→ **Data for review**
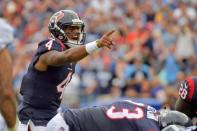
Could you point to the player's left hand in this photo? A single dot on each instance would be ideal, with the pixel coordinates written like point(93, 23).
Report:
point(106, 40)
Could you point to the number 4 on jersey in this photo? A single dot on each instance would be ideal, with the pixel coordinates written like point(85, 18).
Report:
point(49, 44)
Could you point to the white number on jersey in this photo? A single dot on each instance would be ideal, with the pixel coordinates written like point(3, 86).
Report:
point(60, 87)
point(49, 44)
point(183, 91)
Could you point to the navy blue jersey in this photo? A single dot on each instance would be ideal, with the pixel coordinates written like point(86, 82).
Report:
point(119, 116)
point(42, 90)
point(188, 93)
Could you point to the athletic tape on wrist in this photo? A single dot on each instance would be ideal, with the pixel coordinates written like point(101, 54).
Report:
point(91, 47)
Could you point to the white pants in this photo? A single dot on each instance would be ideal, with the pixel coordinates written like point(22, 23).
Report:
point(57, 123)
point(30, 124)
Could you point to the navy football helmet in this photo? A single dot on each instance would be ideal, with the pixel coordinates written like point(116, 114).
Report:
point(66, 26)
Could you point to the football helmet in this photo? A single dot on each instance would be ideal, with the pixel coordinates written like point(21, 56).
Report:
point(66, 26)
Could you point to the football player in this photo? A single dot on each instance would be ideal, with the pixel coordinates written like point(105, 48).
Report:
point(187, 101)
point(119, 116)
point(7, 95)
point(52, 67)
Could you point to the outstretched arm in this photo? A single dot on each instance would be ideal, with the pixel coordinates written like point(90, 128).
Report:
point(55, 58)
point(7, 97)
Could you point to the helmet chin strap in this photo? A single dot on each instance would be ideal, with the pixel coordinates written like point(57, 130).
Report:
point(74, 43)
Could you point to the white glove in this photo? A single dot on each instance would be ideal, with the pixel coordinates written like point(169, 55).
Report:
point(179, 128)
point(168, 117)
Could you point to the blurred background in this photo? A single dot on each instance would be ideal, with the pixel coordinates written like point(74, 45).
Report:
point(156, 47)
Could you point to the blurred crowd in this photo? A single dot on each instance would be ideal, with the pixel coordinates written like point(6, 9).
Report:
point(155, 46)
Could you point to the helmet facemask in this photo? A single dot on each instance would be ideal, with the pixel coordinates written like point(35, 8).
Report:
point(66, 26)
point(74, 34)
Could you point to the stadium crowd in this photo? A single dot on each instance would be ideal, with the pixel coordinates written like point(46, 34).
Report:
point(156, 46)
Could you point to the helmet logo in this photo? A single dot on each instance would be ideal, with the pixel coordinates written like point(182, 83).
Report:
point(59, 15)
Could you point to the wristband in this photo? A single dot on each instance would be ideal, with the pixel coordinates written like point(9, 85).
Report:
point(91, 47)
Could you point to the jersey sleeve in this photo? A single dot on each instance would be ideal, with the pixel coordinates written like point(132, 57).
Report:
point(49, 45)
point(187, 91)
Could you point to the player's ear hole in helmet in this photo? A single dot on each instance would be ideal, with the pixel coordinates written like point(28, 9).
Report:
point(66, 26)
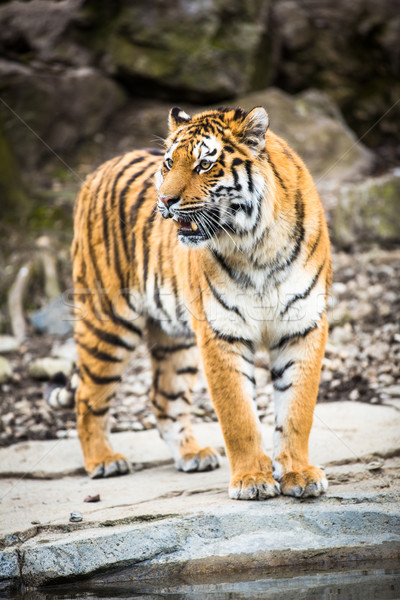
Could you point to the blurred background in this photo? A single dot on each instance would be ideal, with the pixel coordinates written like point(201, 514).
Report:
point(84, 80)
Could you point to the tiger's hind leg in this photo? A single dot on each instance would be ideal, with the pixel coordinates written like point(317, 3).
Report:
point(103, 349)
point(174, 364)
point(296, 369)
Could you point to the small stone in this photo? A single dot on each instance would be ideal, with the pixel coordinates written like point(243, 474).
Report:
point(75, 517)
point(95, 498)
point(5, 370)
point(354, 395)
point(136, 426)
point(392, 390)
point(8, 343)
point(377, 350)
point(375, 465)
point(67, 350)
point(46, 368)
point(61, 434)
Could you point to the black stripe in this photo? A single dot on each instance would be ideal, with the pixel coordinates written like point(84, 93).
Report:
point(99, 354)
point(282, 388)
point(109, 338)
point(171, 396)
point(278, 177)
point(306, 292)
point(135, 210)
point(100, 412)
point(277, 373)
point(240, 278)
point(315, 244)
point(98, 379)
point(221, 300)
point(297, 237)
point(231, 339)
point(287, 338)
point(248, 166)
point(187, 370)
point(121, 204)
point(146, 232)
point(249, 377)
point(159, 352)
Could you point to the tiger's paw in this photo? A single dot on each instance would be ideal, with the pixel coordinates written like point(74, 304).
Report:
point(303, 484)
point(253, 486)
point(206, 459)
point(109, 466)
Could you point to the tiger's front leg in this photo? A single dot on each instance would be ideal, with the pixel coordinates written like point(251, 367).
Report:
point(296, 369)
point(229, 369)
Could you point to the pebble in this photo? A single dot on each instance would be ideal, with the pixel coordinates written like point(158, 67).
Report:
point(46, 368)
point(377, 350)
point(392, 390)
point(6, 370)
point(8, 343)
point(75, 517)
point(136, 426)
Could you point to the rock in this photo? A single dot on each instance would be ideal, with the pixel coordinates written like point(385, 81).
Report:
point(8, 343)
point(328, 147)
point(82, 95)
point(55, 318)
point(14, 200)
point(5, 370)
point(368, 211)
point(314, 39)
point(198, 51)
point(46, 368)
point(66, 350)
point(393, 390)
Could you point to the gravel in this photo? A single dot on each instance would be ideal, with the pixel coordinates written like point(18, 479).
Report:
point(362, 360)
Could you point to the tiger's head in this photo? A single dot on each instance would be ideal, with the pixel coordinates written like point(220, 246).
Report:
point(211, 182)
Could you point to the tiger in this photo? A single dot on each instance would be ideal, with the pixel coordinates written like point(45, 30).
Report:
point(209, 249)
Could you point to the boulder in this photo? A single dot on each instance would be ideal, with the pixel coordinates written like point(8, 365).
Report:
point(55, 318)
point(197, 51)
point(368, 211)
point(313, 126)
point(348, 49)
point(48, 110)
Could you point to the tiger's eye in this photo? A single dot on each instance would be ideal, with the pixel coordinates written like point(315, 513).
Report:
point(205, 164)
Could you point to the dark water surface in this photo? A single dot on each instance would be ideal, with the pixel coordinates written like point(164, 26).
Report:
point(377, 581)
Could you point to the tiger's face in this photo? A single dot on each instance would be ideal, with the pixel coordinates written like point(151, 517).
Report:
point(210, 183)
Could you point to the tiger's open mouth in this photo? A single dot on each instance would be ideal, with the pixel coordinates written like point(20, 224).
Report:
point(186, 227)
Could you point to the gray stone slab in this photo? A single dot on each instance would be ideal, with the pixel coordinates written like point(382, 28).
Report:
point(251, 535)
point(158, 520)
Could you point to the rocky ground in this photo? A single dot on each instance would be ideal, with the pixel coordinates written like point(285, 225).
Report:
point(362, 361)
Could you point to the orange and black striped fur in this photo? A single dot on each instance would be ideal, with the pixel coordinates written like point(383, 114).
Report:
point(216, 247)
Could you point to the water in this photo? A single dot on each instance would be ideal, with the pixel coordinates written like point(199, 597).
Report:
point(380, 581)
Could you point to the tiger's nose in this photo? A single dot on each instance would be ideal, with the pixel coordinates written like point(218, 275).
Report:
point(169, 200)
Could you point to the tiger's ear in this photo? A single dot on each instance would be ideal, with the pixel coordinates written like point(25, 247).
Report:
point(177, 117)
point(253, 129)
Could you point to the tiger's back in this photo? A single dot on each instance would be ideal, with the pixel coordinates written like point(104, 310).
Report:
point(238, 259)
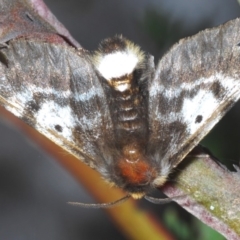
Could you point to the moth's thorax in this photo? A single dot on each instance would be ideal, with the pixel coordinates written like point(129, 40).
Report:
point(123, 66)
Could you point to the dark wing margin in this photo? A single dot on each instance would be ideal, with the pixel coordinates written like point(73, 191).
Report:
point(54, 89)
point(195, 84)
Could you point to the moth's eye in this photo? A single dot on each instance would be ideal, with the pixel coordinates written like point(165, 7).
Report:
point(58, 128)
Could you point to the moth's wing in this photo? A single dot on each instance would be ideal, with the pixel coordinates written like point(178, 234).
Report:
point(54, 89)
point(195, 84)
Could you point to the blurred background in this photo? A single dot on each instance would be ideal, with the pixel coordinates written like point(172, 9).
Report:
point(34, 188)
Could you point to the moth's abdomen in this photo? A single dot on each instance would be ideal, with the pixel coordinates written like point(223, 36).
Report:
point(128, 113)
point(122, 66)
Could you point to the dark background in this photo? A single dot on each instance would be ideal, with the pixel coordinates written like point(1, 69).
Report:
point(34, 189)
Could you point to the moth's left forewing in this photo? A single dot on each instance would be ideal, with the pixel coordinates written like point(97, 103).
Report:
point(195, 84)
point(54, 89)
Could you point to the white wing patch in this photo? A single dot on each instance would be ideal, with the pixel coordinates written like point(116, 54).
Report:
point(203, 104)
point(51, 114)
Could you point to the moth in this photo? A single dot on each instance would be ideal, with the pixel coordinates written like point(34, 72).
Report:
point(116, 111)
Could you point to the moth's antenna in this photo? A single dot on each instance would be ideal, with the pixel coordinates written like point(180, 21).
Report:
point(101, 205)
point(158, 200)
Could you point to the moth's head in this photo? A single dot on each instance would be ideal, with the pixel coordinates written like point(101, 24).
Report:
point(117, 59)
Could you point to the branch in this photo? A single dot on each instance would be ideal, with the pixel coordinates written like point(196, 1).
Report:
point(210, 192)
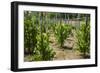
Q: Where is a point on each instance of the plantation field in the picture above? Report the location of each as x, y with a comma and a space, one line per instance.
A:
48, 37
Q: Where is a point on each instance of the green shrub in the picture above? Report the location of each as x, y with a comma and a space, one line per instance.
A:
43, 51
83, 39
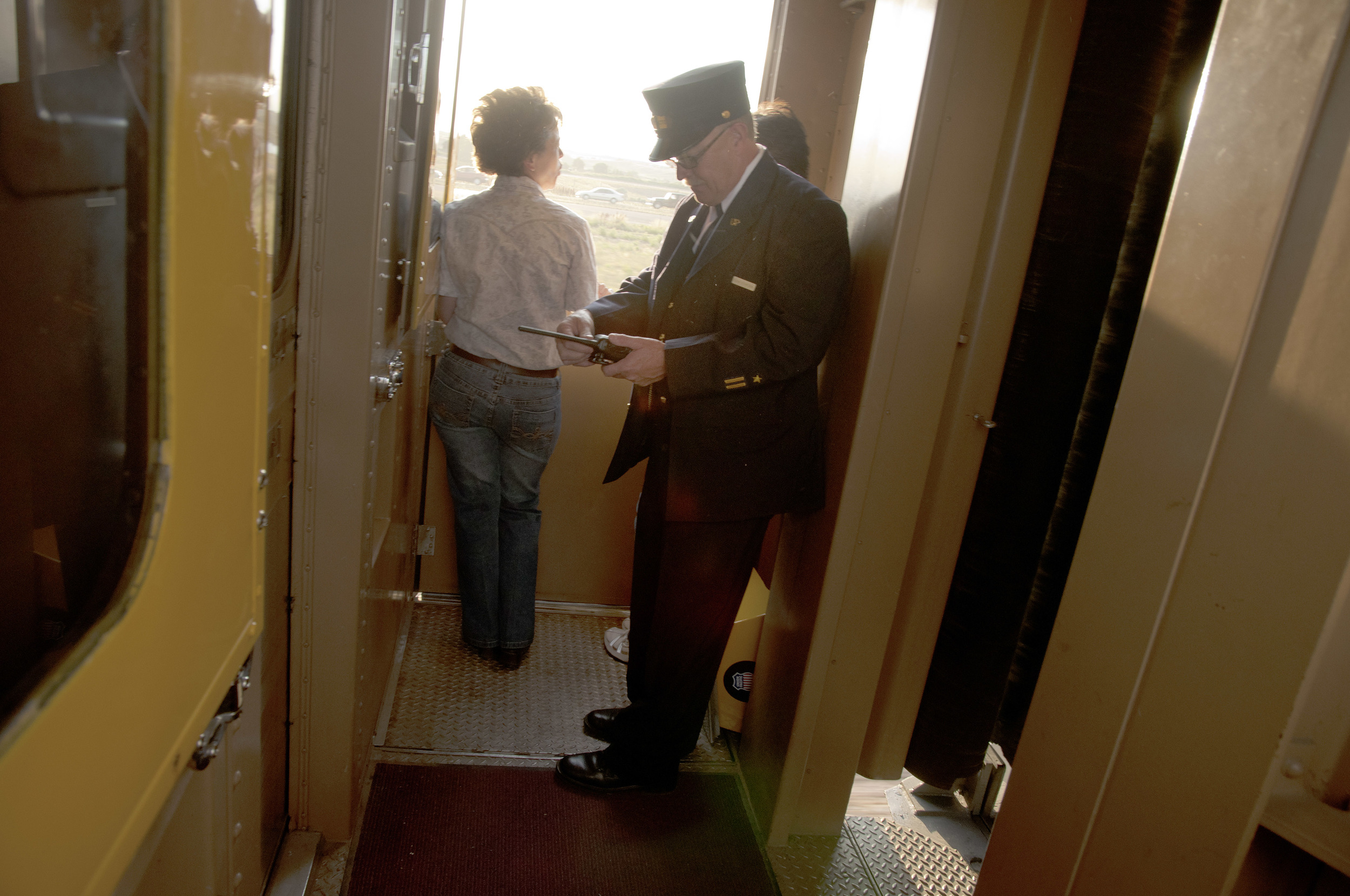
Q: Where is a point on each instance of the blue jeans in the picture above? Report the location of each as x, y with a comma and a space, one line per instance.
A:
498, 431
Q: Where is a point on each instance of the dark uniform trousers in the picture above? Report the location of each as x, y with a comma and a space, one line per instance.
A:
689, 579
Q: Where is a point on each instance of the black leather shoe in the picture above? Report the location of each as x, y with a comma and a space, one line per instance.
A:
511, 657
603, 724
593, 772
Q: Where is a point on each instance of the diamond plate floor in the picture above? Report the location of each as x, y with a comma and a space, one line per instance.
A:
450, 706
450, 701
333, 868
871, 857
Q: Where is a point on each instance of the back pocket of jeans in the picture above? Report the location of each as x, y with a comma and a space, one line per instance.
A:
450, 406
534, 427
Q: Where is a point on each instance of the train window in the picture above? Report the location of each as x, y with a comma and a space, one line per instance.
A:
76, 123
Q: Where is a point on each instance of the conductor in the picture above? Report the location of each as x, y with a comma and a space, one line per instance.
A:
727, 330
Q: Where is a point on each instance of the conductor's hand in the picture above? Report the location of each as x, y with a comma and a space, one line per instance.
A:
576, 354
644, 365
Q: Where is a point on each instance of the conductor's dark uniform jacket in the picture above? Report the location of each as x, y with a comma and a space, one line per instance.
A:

→ **Task item**
From the records above, copy every line that holds the word "background".

→ **Answer space**
Could you point to the blurred background in this photo? A single dot on each instance would be ideal, with the pixel coordinates written like point(74, 45).
Could you point to the blurred background in this photo? A single dot on each instance would be ideal, with the pixel coordinates written like point(201, 514).
Could you point to the blurred background in this photo? A single dot on each instance would be ideal, with the pixel coordinates written like point(172, 9).
Could you point to the dark background in this photo? A single dot on each instance would be ideal, with the pixel coordinates written like point(1, 69).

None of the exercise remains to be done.